**TASK BRIEF**
Substitute "marker" for every "keypoint" in the records below, and reproduce them with nothing else altered.
++++ DATA SUPPLIED
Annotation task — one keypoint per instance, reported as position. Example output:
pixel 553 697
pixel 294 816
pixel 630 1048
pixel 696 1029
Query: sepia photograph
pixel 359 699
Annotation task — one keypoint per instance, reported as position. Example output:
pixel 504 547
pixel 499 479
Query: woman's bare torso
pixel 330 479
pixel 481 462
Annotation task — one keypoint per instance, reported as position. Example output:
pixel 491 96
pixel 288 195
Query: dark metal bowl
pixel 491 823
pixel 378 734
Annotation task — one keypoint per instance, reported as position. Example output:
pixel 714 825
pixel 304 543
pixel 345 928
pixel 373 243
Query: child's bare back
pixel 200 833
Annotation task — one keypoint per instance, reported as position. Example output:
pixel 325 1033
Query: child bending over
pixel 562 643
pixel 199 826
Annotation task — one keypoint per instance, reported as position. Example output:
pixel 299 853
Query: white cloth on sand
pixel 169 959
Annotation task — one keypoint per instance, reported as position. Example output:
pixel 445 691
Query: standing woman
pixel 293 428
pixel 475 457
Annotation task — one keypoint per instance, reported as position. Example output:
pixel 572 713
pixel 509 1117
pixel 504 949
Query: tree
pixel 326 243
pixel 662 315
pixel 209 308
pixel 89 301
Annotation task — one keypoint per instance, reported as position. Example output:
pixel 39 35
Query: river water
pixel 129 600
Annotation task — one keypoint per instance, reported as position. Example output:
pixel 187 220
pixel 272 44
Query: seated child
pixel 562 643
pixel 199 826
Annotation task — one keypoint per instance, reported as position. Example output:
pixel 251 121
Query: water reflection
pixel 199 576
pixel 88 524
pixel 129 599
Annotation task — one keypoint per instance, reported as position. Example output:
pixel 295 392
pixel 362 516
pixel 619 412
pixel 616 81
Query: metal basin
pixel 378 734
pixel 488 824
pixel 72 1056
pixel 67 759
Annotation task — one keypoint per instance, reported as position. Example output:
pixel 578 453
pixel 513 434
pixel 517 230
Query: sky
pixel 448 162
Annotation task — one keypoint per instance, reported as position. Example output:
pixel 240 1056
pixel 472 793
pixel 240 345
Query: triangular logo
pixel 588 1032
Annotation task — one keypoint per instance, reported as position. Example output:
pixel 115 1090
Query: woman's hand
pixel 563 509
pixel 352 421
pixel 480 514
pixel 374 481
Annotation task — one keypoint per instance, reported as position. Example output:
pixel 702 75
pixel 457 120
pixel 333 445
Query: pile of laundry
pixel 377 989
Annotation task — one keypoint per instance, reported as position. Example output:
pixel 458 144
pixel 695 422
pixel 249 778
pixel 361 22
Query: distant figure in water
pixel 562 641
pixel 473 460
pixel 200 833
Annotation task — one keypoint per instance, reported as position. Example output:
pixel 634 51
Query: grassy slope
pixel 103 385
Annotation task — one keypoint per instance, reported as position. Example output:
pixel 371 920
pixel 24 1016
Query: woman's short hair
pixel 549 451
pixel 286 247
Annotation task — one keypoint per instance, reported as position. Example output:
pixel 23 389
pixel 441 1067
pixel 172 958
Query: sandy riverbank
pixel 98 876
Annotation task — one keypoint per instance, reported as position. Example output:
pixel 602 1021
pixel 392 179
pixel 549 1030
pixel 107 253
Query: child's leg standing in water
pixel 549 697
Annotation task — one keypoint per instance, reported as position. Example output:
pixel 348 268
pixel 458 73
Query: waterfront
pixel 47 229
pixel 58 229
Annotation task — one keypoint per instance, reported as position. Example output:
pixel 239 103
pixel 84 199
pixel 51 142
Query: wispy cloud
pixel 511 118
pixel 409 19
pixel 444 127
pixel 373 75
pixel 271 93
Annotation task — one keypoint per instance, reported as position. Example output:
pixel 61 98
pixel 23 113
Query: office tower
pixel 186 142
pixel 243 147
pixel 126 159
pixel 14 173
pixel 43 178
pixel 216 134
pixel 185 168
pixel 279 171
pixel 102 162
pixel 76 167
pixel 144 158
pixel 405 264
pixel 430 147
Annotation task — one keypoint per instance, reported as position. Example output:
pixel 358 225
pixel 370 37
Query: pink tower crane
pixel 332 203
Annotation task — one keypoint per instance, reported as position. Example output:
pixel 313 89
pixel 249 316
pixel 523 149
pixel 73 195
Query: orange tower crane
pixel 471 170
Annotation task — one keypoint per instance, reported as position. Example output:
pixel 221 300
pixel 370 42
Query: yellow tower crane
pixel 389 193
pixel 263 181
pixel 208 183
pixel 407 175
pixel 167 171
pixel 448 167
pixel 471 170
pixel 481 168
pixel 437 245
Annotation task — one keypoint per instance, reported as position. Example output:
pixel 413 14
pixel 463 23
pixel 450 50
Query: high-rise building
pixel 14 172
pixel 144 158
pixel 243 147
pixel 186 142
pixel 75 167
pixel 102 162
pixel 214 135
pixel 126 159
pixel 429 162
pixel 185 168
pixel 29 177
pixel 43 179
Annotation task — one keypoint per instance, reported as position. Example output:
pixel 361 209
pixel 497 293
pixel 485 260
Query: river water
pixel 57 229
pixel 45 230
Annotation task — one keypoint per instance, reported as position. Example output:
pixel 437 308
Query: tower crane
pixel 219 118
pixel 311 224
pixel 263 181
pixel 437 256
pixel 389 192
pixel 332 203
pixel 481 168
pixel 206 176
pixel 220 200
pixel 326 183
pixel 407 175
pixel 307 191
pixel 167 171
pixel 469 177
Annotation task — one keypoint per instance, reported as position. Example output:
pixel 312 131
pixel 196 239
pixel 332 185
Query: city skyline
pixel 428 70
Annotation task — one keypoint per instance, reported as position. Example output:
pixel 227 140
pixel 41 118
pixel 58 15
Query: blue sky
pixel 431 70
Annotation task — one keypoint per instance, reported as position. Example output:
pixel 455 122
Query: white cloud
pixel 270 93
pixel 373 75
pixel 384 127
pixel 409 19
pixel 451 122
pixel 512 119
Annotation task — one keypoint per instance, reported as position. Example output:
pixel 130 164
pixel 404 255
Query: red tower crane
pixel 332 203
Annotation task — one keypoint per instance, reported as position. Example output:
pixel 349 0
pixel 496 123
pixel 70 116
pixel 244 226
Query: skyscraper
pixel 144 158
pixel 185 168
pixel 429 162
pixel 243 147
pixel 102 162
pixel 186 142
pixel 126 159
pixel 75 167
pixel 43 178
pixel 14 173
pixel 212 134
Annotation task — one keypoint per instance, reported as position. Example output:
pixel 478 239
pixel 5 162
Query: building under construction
++++++++
**THE OUTPUT**
Annotation task — one marker per instance, reported as position. Example output:
pixel 553 697
pixel 294 816
pixel 630 1048
pixel 696 1029
Query: sepia photograph
pixel 359 699
Annotation task — one marker per instance, reported as position. Example output:
pixel 504 547
pixel 499 479
Query: woman's bare torso
pixel 330 479
pixel 481 462
Annotation task — one marker per instance, reported as position. Example output:
pixel 491 96
pixel 288 195
Query: dark metal bowl
pixel 491 823
pixel 378 734
Annotation task — one marker per instance, reported as position. Example output:
pixel 714 825
pixel 304 543
pixel 345 928
pixel 373 243
Query: child's bare back
pixel 200 833
Annotation task — one marker per instance, reported as position. Example output:
pixel 325 1033
Query: child bending over
pixel 562 643
pixel 199 826
Annotation task — one marker per instance, reported as position. Example output:
pixel 299 853
Query: white cloth on sand
pixel 169 959
Annotation task — one marker per instance, reported as position. Example output:
pixel 445 691
Query: standing woman
pixel 293 428
pixel 475 457
Annotation task — one marker per instance, reported as position. Example output:
pixel 572 713
pixel 509 1117
pixel 504 949
Query: tree
pixel 326 243
pixel 662 315
pixel 209 308
pixel 89 301
Annotation task — one marker per instance, reported as position. Example output:
pixel 39 35
Query: river water
pixel 129 600
Annotation task — one marker per instance, reported as position. Example output:
pixel 187 220
pixel 272 44
Query: seated child
pixel 562 643
pixel 199 826
Annotation task — one marker per instance, reported as position. Example output:
pixel 251 121
Query: water reflection
pixel 199 576
pixel 88 524
pixel 129 599
Annotation task — one marker per instance, reported as position. Example output:
pixel 295 392
pixel 362 516
pixel 619 412
pixel 616 81
Query: metal basin
pixel 378 734
pixel 488 824
pixel 72 1056
pixel 67 759
Annotation task — one marker per instance, reported as position. Example output:
pixel 578 453
pixel 513 434
pixel 517 230
Query: sky
pixel 448 162
Annotation task — one marker per instance, reported as position. Example output:
pixel 240 1056
pixel 472 793
pixel 240 345
Query: triangular logo
pixel 588 1032
Annotation task — one marker per instance, reported as position. Example output:
pixel 115 1090
Query: woman's hand
pixel 563 509
pixel 352 421
pixel 480 514
pixel 374 481
Annotation task — one marker per instance, reported as position. Example output:
pixel 702 75
pixel 457 120
pixel 333 445
Query: pile of laundry
pixel 377 989
Annotation task — one marker per instance, reported as position. Example output:
pixel 458 144
pixel 695 422
pixel 249 778
pixel 361 22
Query: distant figure in water
pixel 562 641
pixel 473 460
pixel 200 833
Annotation task — one marker per instance, reported as position. Example output:
pixel 634 51
Query: grassy slope
pixel 103 385
Annotation task — one marker per instance, reported as position. Example output:
pixel 371 920
pixel 24 1016
Query: woman's short hair
pixel 549 451
pixel 286 247
Annotation task — one marker per instance, reported as position. Example output:
pixel 23 389
pixel 441 1067
pixel 172 958
Query: sandy riverbank
pixel 98 876
Annotation task — one marker per instance, reported as position. Example output:
pixel 602 1021
pixel 392 179
pixel 549 1030
pixel 107 253
Query: child's leg standing in water
pixel 549 697
Annotation task — one marker per instance, reported as position. Example output:
pixel 348 268
pixel 458 73
Query: waterfront
pixel 47 229
pixel 58 229
Annotation task — one marker per instance, reported as position. Example output:
pixel 239 103
pixel 84 199
pixel 51 142
Query: wispy cloud
pixel 511 118
pixel 409 19
pixel 444 127
pixel 373 75
pixel 271 93
Annotation task — one marker per instance, reported as position. Example output:
pixel 61 98
pixel 23 113
Query: office tower
pixel 186 142
pixel 243 147
pixel 126 159
pixel 14 173
pixel 43 178
pixel 216 134
pixel 185 168
pixel 279 171
pixel 102 162
pixel 76 167
pixel 144 158
pixel 405 264
pixel 430 147
Annotation task — one marker per instance, reported as position. Example output:
pixel 358 225
pixel 370 37
Query: pink tower crane
pixel 332 203
Annotation task — one marker per instance, reported as position. Example output:
pixel 313 89
pixel 249 316
pixel 523 149
pixel 73 195
Query: orange tower crane
pixel 471 170
Annotation task — one marker per instance, reported as position. Example output:
pixel 221 300
pixel 370 42
Query: yellow tower crane
pixel 389 193
pixel 263 181
pixel 208 183
pixel 407 175
pixel 167 171
pixel 448 167
pixel 471 170
pixel 481 168
pixel 437 245
Annotation task — one marker per instance, reported as position. Example output:
pixel 413 14
pixel 463 23
pixel 450 50
Query: high-rise building
pixel 14 172
pixel 144 158
pixel 243 147
pixel 186 142
pixel 75 167
pixel 102 162
pixel 214 135
pixel 126 159
pixel 429 162
pixel 185 168
pixel 29 177
pixel 43 179
Annotation task — one marker per instance, reported as position. Example output:
pixel 361 209
pixel 497 293
pixel 485 260
Query: river water
pixel 57 229
pixel 45 230
Annotation task — one marker per instance, reported as position. Example output:
pixel 437 308
Query: tower crane
pixel 219 118
pixel 311 224
pixel 263 181
pixel 437 256
pixel 389 192
pixel 332 203
pixel 481 168
pixel 206 176
pixel 220 200
pixel 326 183
pixel 407 175
pixel 307 191
pixel 167 171
pixel 469 177
Annotation task — one marker per instance, reported as position. Example output:
pixel 312 131
pixel 196 239
pixel 332 185
Query: city skyline
pixel 428 70
Annotation task — one marker per instance, reported as position. Example output:
pixel 227 140
pixel 41 118
pixel 58 15
Query: blue sky
pixel 431 70
Annotation task — one marker per instance, reported as position. Example output:
pixel 455 122
Query: white cloud
pixel 270 93
pixel 373 75
pixel 384 127
pixel 409 19
pixel 451 122
pixel 512 119
Annotation task — one marker per instance, reported as position. Example output:
pixel 130 164
pixel 404 255
Query: red tower crane
pixel 332 203
Annotation task — one marker per instance, reported as position. Example output:
pixel 349 0
pixel 496 123
pixel 70 116
pixel 244 226
Query: skyscraper
pixel 144 158
pixel 185 168
pixel 429 162
pixel 243 147
pixel 102 162
pixel 186 142
pixel 126 159
pixel 75 167
pixel 43 178
pixel 14 173
pixel 212 134
Annotation task — one marker per instance, reported as position. Example output:
pixel 478 239
pixel 5 162
Query: building under construction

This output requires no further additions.